### Required action
If a line in the following entries holds the string "roof", include it in the tally. State the total and nothing further.

### Materials provided
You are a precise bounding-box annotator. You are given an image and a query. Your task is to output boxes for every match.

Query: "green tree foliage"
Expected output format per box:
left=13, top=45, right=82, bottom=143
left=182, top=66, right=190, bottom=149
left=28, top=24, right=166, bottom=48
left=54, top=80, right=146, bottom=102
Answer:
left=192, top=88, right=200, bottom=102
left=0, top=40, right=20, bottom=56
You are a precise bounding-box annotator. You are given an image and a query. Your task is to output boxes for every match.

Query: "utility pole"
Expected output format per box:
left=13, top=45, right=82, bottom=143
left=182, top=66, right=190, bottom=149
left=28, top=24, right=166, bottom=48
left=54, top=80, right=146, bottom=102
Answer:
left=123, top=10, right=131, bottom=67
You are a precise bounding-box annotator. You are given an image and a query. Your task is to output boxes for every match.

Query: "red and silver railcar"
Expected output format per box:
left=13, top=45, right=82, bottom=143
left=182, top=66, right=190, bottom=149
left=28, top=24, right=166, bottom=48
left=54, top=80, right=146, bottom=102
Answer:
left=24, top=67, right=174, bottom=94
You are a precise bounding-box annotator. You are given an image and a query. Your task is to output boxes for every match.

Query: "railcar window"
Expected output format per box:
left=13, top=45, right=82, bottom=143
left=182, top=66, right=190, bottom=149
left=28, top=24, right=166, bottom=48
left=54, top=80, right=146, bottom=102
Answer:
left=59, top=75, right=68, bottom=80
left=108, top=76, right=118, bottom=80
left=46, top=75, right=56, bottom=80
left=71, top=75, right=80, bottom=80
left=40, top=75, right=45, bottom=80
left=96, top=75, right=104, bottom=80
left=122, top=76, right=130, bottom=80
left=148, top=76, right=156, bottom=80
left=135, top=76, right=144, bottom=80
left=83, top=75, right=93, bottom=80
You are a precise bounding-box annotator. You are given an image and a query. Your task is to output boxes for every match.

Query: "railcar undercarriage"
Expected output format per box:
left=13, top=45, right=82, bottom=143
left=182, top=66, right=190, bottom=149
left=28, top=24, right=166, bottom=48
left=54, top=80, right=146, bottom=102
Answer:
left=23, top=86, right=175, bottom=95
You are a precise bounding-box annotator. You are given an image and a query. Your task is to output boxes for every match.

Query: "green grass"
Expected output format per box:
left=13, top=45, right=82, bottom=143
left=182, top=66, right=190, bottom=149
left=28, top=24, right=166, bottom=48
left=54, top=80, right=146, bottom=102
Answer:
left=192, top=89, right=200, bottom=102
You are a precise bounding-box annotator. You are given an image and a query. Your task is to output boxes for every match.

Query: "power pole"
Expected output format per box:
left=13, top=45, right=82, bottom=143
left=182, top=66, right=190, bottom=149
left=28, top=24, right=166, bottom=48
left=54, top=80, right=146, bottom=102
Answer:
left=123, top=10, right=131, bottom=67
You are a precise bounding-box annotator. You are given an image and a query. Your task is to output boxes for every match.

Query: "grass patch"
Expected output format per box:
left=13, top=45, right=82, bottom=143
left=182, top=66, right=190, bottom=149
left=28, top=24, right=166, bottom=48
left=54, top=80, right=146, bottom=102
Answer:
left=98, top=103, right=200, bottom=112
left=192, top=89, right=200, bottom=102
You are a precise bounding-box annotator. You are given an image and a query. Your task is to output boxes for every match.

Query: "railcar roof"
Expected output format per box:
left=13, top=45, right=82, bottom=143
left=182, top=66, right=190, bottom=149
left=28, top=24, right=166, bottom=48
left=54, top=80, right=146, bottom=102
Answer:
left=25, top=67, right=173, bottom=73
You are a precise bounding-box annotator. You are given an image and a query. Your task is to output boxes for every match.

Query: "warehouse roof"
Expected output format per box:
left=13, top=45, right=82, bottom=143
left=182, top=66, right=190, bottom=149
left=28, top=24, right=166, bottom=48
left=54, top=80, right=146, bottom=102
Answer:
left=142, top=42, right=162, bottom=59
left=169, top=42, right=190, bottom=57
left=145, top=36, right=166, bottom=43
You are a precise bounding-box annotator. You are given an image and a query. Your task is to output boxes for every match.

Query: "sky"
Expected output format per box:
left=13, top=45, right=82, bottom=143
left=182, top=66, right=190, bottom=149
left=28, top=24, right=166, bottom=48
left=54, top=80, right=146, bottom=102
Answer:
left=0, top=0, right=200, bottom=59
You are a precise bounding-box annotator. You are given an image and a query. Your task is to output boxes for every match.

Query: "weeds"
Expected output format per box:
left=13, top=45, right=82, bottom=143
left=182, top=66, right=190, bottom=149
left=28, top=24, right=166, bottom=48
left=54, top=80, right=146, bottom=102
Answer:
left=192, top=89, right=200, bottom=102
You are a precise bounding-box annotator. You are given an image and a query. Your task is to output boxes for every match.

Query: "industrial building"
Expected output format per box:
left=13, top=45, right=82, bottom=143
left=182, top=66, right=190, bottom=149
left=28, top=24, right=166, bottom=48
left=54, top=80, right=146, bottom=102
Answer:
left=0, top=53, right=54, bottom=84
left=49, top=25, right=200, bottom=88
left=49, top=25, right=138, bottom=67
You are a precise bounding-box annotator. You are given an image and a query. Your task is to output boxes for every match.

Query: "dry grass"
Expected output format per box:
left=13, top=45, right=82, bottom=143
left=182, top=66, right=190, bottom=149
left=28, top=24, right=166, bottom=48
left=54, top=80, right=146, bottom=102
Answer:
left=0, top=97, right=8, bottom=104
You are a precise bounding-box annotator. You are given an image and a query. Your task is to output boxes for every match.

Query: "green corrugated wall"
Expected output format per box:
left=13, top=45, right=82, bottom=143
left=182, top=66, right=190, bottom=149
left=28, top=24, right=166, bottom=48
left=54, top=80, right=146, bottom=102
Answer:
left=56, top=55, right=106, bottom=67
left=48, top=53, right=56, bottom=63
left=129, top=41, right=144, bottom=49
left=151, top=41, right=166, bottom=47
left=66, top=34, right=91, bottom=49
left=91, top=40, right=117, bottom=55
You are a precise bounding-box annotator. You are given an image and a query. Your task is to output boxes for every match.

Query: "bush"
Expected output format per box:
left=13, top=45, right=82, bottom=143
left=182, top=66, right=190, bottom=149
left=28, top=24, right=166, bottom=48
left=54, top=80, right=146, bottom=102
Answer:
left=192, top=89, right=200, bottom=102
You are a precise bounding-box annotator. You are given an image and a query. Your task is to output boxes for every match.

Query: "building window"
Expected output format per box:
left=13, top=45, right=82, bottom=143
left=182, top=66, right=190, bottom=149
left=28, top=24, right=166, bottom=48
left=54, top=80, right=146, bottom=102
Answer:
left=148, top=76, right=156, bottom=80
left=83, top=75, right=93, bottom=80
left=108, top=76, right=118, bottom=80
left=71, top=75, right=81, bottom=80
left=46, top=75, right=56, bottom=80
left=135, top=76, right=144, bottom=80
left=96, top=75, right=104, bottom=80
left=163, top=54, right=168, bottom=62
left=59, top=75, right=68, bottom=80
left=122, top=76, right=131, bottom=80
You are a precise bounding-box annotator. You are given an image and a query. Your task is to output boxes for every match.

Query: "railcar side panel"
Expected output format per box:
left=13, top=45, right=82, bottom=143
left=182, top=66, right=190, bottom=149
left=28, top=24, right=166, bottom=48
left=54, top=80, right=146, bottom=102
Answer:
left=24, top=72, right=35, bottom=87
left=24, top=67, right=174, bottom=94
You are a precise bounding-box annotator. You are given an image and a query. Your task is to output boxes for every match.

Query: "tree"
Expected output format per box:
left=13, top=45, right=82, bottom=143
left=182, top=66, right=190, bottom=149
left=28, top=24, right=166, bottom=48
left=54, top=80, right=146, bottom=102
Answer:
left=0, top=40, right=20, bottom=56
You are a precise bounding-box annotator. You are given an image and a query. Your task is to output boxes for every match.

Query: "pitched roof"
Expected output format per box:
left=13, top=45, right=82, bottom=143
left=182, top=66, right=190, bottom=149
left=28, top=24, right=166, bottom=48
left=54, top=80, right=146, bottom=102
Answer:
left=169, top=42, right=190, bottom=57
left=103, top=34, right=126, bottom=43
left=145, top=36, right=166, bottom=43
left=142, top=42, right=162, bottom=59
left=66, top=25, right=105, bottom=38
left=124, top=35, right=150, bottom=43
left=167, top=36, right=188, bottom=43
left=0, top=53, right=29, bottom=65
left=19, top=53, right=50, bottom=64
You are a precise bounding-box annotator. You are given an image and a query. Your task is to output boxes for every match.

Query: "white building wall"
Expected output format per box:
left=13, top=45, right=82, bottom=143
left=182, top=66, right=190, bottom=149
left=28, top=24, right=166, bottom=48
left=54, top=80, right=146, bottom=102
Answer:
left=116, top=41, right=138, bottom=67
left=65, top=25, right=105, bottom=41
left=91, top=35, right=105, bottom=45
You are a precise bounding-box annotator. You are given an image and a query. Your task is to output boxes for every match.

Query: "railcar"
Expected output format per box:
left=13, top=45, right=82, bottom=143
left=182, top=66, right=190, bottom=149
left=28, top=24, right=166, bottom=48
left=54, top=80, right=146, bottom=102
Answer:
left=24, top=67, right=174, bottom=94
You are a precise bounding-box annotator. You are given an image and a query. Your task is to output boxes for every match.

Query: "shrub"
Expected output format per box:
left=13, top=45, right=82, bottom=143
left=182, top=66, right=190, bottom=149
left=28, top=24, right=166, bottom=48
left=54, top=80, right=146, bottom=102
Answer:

### Task result
3